▶ **WHAT YOU WILL DO**
Transcribe the entries that follow, word for word.

(Natural-language object grounding data)
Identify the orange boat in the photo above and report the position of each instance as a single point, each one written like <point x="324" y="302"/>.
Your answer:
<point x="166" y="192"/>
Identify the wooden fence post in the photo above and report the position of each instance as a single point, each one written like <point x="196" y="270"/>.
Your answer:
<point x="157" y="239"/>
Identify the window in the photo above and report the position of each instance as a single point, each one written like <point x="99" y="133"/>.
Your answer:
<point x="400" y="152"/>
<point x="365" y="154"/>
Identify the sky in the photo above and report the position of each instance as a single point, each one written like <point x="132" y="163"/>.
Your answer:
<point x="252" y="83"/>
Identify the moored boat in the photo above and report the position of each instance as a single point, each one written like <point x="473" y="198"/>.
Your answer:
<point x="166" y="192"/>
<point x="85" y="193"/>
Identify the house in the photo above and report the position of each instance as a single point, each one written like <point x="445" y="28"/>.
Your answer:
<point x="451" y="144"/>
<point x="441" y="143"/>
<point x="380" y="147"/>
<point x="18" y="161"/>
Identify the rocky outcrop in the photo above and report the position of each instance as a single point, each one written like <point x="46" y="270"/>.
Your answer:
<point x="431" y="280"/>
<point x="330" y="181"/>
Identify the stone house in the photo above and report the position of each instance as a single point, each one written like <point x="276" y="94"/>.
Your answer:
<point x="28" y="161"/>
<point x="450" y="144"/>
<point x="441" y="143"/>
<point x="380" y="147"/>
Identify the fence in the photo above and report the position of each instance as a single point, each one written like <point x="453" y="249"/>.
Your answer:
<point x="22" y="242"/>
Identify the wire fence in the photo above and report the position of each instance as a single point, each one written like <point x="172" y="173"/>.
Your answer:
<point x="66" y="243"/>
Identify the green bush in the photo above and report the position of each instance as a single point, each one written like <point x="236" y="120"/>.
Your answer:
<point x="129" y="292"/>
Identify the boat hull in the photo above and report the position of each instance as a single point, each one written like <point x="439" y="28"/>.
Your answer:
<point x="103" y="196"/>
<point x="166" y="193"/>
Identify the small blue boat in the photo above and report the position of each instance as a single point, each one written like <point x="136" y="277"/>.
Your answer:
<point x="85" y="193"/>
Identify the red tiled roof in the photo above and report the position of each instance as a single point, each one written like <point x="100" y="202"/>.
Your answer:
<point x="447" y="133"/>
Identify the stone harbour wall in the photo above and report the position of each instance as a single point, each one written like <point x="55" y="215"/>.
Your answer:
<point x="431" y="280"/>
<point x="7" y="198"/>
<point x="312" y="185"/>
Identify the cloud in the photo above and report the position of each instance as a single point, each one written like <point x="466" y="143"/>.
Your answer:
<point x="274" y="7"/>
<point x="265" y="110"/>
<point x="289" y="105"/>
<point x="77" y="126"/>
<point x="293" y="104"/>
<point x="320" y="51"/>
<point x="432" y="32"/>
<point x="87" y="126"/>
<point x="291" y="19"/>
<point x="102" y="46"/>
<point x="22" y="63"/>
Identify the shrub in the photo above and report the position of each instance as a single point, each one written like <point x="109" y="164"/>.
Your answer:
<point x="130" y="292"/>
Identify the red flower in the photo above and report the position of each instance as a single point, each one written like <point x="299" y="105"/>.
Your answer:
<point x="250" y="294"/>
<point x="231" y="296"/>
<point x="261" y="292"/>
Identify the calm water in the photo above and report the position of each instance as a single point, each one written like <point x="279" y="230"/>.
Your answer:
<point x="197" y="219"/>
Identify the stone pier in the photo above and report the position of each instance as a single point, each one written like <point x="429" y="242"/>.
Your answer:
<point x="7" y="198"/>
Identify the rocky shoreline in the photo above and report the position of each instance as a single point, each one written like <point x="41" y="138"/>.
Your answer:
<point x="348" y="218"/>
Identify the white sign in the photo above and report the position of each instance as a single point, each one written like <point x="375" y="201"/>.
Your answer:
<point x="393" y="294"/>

▶ **RESULT**
Identify the orange boat in the photo above and report the position of each instance as a single point, each one written like <point x="324" y="302"/>.
Your answer:
<point x="166" y="192"/>
Identify the wooden fence post in the photo above and report the position of each instance as a single point, each one written like <point x="196" y="270"/>.
Your answer:
<point x="157" y="239"/>
Identify the window in the photo above and report the position of each instance as a single point, each one written like <point x="99" y="133"/>.
Your answer:
<point x="400" y="152"/>
<point x="365" y="154"/>
Identify the sky in the photo above and report the position of each instance as a single point, each one written like <point x="132" y="163"/>.
Your answer:
<point x="252" y="83"/>
Identify the moored boat in the photo above and report the position of each instance as a single point, each one written like <point x="473" y="198"/>.
Your answer:
<point x="166" y="192"/>
<point x="85" y="193"/>
Identify the house in the photo above and report the position of each instance as a single point, each one written like <point x="445" y="28"/>.
Your answer:
<point x="451" y="144"/>
<point x="441" y="143"/>
<point x="380" y="147"/>
<point x="18" y="161"/>
Identify the rocky outcrop in the photo above and report the position of each instance as a single point, each one written like <point x="46" y="270"/>.
Your answer:
<point x="431" y="280"/>
<point x="330" y="181"/>
Identify the stone house in the photo above and report the position of each instance as a single point, each one written like <point x="276" y="94"/>.
Your answer:
<point x="28" y="161"/>
<point x="450" y="144"/>
<point x="441" y="143"/>
<point x="380" y="147"/>
Identify the fence in the photo above and report the position of each instance as a single point, each one written like <point x="453" y="249"/>.
Your answer:
<point x="22" y="242"/>
Identify the wire fence in the photo above and report the position of each instance as a single point, each one written like <point x="172" y="173"/>.
Your answer:
<point x="66" y="243"/>
Identify the green bush in the photo above and report the position of each instance as a single point, each one written like <point x="236" y="120"/>.
Your answer:
<point x="129" y="292"/>
Identify the boat hull in the photo above and report the position of each instance as a single point, each one written like <point x="439" y="28"/>.
Your answer:
<point x="103" y="196"/>
<point x="166" y="193"/>
Identify the small blue boat in the photo above and report the position of each instance as a single point, each one written like <point x="136" y="277"/>.
Your answer:
<point x="85" y="193"/>
Identify the red tiled roof in the photo above and report the position of each instance as a single point, each one written like <point x="100" y="202"/>.
Your answer:
<point x="447" y="133"/>
Identify the stone harbour wall in the photo above and report the position of each instance as a single point, each one written like <point x="55" y="215"/>.
Your answer:
<point x="431" y="280"/>
<point x="7" y="198"/>
<point x="312" y="185"/>
Identify the cloud in the photo above and report the position of each instance as a single point, each one written like <point x="466" y="143"/>.
Your answer:
<point x="274" y="7"/>
<point x="265" y="110"/>
<point x="289" y="105"/>
<point x="77" y="126"/>
<point x="293" y="104"/>
<point x="320" y="51"/>
<point x="432" y="32"/>
<point x="87" y="126"/>
<point x="291" y="19"/>
<point x="102" y="46"/>
<point x="22" y="63"/>
Identify the shrub in the photo above and report the position of each instance as a single point, each one written like <point x="109" y="164"/>.
Your answer:
<point x="130" y="292"/>
Identify the red flower in the photo above and report the position of each instance as a single point, each one written like <point x="299" y="105"/>.
Your answer:
<point x="250" y="294"/>
<point x="231" y="296"/>
<point x="261" y="292"/>
Identify the calm water in the photo above and report the position of each instance as a single point, each one written like <point x="279" y="230"/>.
Your answer:
<point x="197" y="219"/>
Identify the stone pier in the photo above and report the position of each instance as a single point, each one written like <point x="429" y="242"/>.
Your answer:
<point x="7" y="198"/>
Identify the rocky shoreline in the photo above and report the position of each instance as a single point, each one written like <point x="41" y="138"/>.
Your answer:
<point x="348" y="218"/>
Identify the white sign in the photo above and report the position of each instance as a single point, each one written like <point x="375" y="201"/>.
Your answer:
<point x="393" y="294"/>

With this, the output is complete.